Extracted entries:
··········
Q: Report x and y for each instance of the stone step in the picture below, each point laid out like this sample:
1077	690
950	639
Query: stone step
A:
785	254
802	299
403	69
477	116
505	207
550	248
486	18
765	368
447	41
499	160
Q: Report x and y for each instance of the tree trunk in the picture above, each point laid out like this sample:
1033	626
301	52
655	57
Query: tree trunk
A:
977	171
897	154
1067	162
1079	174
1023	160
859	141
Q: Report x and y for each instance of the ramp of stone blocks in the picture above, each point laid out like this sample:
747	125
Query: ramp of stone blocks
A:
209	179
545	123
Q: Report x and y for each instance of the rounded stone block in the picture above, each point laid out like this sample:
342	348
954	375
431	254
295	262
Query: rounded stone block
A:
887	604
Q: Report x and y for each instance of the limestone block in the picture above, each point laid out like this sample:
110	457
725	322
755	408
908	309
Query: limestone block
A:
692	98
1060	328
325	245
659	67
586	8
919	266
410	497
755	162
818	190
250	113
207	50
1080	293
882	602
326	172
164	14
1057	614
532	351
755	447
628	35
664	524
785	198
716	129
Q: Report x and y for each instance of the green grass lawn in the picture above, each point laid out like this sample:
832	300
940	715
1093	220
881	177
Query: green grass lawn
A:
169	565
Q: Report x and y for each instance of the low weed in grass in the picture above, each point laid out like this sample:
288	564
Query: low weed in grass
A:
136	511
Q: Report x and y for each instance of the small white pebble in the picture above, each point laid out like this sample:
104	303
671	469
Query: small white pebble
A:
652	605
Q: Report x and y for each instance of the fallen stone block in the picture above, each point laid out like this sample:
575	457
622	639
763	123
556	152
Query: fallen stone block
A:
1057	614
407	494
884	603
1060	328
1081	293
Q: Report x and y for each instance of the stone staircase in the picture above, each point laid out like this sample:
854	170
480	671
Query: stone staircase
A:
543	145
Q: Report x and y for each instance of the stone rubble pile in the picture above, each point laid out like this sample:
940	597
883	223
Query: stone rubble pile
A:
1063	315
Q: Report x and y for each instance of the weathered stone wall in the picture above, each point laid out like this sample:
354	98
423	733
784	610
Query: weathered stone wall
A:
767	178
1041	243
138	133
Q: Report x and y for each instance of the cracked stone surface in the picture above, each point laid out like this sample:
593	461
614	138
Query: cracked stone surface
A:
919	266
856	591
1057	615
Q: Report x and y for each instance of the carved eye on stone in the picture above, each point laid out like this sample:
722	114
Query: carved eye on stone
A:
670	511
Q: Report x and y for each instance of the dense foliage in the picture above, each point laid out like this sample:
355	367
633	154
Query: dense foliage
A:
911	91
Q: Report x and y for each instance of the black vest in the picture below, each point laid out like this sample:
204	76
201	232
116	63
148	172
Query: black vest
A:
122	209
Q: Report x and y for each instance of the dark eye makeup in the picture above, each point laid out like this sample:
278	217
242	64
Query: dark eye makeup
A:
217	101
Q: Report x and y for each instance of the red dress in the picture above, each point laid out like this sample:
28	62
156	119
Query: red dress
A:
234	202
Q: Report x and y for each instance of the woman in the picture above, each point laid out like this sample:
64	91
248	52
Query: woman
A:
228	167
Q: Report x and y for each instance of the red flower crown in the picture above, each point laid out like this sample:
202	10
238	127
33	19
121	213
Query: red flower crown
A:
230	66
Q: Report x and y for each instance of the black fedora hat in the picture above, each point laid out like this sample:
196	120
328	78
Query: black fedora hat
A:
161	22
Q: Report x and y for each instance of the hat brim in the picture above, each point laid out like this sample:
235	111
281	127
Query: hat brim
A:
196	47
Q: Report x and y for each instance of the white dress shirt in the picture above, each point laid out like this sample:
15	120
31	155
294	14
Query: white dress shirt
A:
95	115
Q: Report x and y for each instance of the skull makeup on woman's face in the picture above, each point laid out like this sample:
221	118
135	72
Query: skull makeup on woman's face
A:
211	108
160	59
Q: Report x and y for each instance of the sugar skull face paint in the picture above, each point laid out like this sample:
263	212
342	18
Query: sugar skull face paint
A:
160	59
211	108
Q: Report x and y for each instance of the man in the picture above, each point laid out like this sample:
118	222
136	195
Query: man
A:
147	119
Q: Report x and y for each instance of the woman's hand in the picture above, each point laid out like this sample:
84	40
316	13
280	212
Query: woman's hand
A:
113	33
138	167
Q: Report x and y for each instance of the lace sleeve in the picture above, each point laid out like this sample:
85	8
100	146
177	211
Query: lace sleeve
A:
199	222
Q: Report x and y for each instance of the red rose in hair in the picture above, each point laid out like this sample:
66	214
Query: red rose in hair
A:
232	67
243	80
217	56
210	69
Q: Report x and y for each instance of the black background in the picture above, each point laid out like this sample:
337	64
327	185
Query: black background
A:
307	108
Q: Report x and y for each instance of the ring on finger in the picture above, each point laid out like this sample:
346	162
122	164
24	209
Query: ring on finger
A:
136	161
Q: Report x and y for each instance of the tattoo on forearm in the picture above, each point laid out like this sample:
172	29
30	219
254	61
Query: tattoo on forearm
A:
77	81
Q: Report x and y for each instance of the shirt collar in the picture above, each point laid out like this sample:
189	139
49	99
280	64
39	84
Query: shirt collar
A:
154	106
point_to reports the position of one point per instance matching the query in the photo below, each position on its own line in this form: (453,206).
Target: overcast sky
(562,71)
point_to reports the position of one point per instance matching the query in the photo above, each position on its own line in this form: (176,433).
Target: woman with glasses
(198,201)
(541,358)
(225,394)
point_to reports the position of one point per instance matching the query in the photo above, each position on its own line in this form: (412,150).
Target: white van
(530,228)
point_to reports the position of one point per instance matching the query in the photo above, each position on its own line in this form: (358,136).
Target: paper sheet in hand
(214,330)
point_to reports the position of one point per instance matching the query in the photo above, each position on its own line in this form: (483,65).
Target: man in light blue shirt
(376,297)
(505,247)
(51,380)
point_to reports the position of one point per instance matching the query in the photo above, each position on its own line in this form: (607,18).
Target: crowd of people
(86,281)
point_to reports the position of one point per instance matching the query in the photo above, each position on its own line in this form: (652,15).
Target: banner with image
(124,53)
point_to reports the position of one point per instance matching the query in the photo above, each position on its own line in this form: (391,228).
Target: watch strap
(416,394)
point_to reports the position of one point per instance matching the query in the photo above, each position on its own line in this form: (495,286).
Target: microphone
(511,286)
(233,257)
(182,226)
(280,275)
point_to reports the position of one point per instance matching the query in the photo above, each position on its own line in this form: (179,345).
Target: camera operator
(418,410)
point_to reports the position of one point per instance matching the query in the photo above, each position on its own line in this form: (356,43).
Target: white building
··········
Can you lay out every line of the data above as a JSON list of strings, one string per line, with blank lines left out?

Solution:
[
  "Q: Report x and y for each instance of the stone step in the picture below, each point laid out like this sample:",
  "1077\t690",
  "950\t639",
  "Query: stone step",
  "A:",
  "785\t254",
  "802\t299",
  "403\t69",
  "477\t116",
  "505\t207",
  "550\t248",
  "486\t18",
  "765\t368",
  "447\t41",
  "499\t160",
  "Q: Report x and y for each instance of the tree trunk in the picture above, each point laid out like this sample:",
  "1033\t626",
  "301\t52",
  "655\t57",
  "Query: tree trunk",
  "A:",
  "977\t171",
  "897\t154",
  "1067\t162",
  "1079\t174",
  "1023\t160",
  "859\t141",
  "Q: Report x and y for each instance of the ramp of stone blocks in the picture above, each point laid out like this sample:",
  "747\t125",
  "Query: ramp of stone blocks",
  "A:",
  "209\t179",
  "545\t123",
  "Q: Report x and y for each instance of the rounded stone block in the picture above, each point laid out like this sample:",
  "342\t348",
  "954\t375",
  "431\t254",
  "295\t262",
  "Query: rounded stone block",
  "A:",
  "887\t604",
  "Q: Report x and y for each instance of the limestone block in the picture above, each point laid out like this sample:",
  "110\t457",
  "725\t322",
  "755\t408",
  "908\t309",
  "Query: limestone block",
  "A:",
  "692\t98",
  "1060\t328",
  "325\t245",
  "659\t67",
  "586\t8",
  "919\t266",
  "410\t497",
  "755\t162",
  "818\t190",
  "250\t113",
  "207\t50",
  "1080\t293",
  "882\t602",
  "326\t172",
  "164\t14",
  "1057\t614",
  "532\t351",
  "755\t447",
  "628\t35",
  "664\t524",
  "785\t198",
  "716\t129",
  "Q: Report x and y for each instance of the green grass lawn in the picture above, each point laid out like this sample:",
  "832\t300",
  "940\t715",
  "1093\t220",
  "881\t177",
  "Query: green grass lawn",
  "A:",
  "169\t565",
  "Q: Report x and y for each instance of the low weed in grass in the picture above, each point laid out like this sample:",
  "288\t564",
  "Query: low weed in grass",
  "A:",
  "136\t511",
  "Q: Report x and y for each instance of the small white pebble in the picture above, each point laid out like this sample:",
  "104\t303",
  "671\t469",
  "Query: small white pebble",
  "A:",
  "652\t605",
  "Q: Report x and y for each instance of the fallen stone block in the picture above, each point laid out like this sample:",
  "575\t457",
  "622\t639",
  "763\t123",
  "556\t152",
  "Query: fallen stone block",
  "A:",
  "1057\t614",
  "407\t494",
  "884\t603",
  "1060\t328",
  "1081\t293",
  "Q: Report x and y for each instance of the stone staircase in the picture above, each point laid out like this sample:",
  "854\t170",
  "480\t671",
  "Query: stone staircase",
  "A:",
  "543\t145",
  "Q: Report x and y for each instance of the stone rubble pile in the picture above, each point laid out like this sample:",
  "940\t597",
  "883\t223",
  "Query: stone rubble pile",
  "A:",
  "1063\t315",
  "Q: Report x and y for each instance of the weathered stone wall in the picture above, each point laid out like this sample:",
  "354\t98",
  "423\t733",
  "784\t610",
  "Query: weathered stone wall",
  "A:",
  "767\t178",
  "1041\t243",
  "138\t133",
  "Q: Report x and y for each instance of the cracked stone surface in the picture above, each point laid out like this sample:",
  "593\t461",
  "614\t138",
  "Query: cracked stone surface",
  "A:",
  "919\t266",
  "856\t591",
  "1057\t615",
  "Q: Report x and y for each instance of the carved eye on stone in the picture above, each point laid out like this sample:",
  "722\t114",
  "Query: carved eye on stone",
  "A:",
  "670\t511",
  "Q: Report x and y for each instance of the dense foliage in the picture above, each point laid out like this sample:",
  "355\t367",
  "633\t154",
  "Query: dense foliage",
  "A:",
  "911\t91",
  "Q: Report x and y for each instance of the black vest in the picture below, each point laid out like this sample:",
  "204\t76",
  "201\t232",
  "116\t63",
  "148\t172",
  "Query: black vest",
  "A:",
  "122\t209",
  "Q: Report x and y for each instance of the dark eye makeup in the picture above, each point laid out like this sample:",
  "278\t217",
  "242\t64",
  "Query: dark eye makeup",
  "A:",
  "217\t101",
  "Q: Report x and y for each instance of the red dress in the picture above, each point laid out like this sample:",
  "28\t62",
  "156\t119",
  "Query: red dress",
  "A:",
  "234\t202",
  "Q: Report x and y for each instance of the woman in the picture above, each point laid out like this sample:",
  "64\t91",
  "248\t52",
  "Query: woman",
  "A:",
  "228\t167",
  "Q: Report x and y for each instance of the red flower crown in the picture above, each point laid out like this sample:",
  "202\t10",
  "238\t127",
  "33\t19",
  "121\t213",
  "Query: red flower crown",
  "A:",
  "230\t66",
  "Q: Report x and y for each instance of the black fedora hat in the picture above, each point laid out like this sample:",
  "196\t120",
  "328\t78",
  "Query: black fedora hat",
  "A:",
  "161\t22",
  "Q: Report x and y for each instance of the hat brim in the picture above, each point laid out like this sample:",
  "235\t111",
  "281\t127",
  "Query: hat brim",
  "A:",
  "196\t47",
  "Q: Report x and y for each instance of the white dress shirt in the picture above, each point laid out like this sample:",
  "15\t120",
  "31\t155",
  "294\t14",
  "Query: white dress shirt",
  "A:",
  "95\t115",
  "Q: Report x and y for each instance of the skull makeup on woman's face in the picture above, each point laid out like this sample:",
  "221\t118",
  "135\t72",
  "Query: skull makeup on woman's face",
  "A:",
  "211\t108",
  "160\t59",
  "Q: Report x and y for each instance of the sugar skull face paint in the picture above, each point laid out like this sample:",
  "263\t212",
  "342\t18",
  "Query: sugar skull face paint",
  "A:",
  "160\t59",
  "211\t108",
  "Q: Report x and y for each instance of the man in the picture above, each point laid out like this sample:",
  "118\t222",
  "136\t195",
  "Query: man",
  "A:",
  "147\t119",
  "Q: Report x and y for each instance of the woman's hand in the picture above, each point laid out like this sample:",
  "84\t40",
  "316\t13",
  "280\t212",
  "Query: woman's hand",
  "A:",
  "113\t33",
  "138\t167",
  "Q: Report x and y for each instance of the lace sleeve in the picture above, each point laid out like this sample:",
  "85\t8",
  "100\t146",
  "177\t211",
  "Query: lace sleeve",
  "A:",
  "199\t222",
  "Q: Report x and y for each instance of the red rose in hair in the picture above, each point laid out like this sample:",
  "66\t214",
  "Query: red rose in hair",
  "A:",
  "232\t67",
  "243\t80",
  "217\t56",
  "210\t69",
  "Q: Report x and y for each instance of the black background in the picture above, each point laid out like this sample:",
  "337\t64",
  "327\t185",
  "Query: black background",
  "A:",
  "307\t108",
  "Q: Report x and y for each instance of the ring on finger in the picture above, each point laid out like this sample:",
  "346\t162",
  "122\t164",
  "24\t209",
  "Query: ring on finger",
  "A:",
  "136\t161",
  "Q: Report x and y for each instance of the tattoo on forearm in the picture above, each point laid out like this sample:",
  "172\t29",
  "30\t219",
  "254\t61",
  "Query: tattoo on forearm",
  "A:",
  "77\t81",
  "Q: Report x and y for each instance of the shirt collar in the picture above, each point laid out like this sample:",
  "189\t139",
  "49\t99",
  "280\t64",
  "39\t84",
  "Query: shirt collar",
  "A:",
  "154\t106",
  "point_to reports the position of one point per instance matching the query in the photo below, each position on its own line in this form: (453,206).",
  "Target: overcast sky",
  "(562,71)",
  "point_to reports the position of one point per instance matching the query in the photo above, each position on its own line in this form: (176,433).",
  "Target: woman with glasses",
  "(198,201)",
  "(541,358)",
  "(225,394)",
  "point_to reports the position of one point per instance matching the query in the photo above, each position on its own line in this form: (412,150).",
  "Target: white van",
  "(530,228)",
  "point_to reports the position of one point per instance matching the query in the photo above, each position on its own line in this form: (358,136).",
  "Target: paper sheet in hand",
  "(214,330)",
  "point_to reports the position of one point per instance matching the query in the photo above, each position on its own line in this form: (483,65).",
  "Target: man in light blue shirt",
  "(376,297)",
  "(505,247)",
  "(51,380)",
  "point_to reports the position of one point per instance matching the query in the photo above, each position on its own line in this form: (607,18).",
  "Target: crowd of people",
  "(86,281)",
  "point_to reports the position of one point per instance matching the query in the photo above, each position on its own line in this form: (652,15).",
  "Target: banner with image",
  "(124,53)",
  "point_to reports the position of one point per instance matching the query in the photo above, each position on its own line in this form: (391,228).",
  "Target: watch strap",
  "(416,394)",
  "point_to reports the position of one point per instance matching the query in the photo above, each position on its own line in this form: (495,286).",
  "Target: microphone",
  "(511,286)",
  "(233,257)",
  "(182,226)",
  "(280,275)",
  "point_to reports the position of one point per instance matching the query in the photo above, each position on its own line in this form: (179,345).",
  "Target: camera operator",
  "(418,410)",
  "point_to reports the position of one point per instance matching the query in the photo above, each position on its own line in this form: (356,43).",
  "Target: white building"
]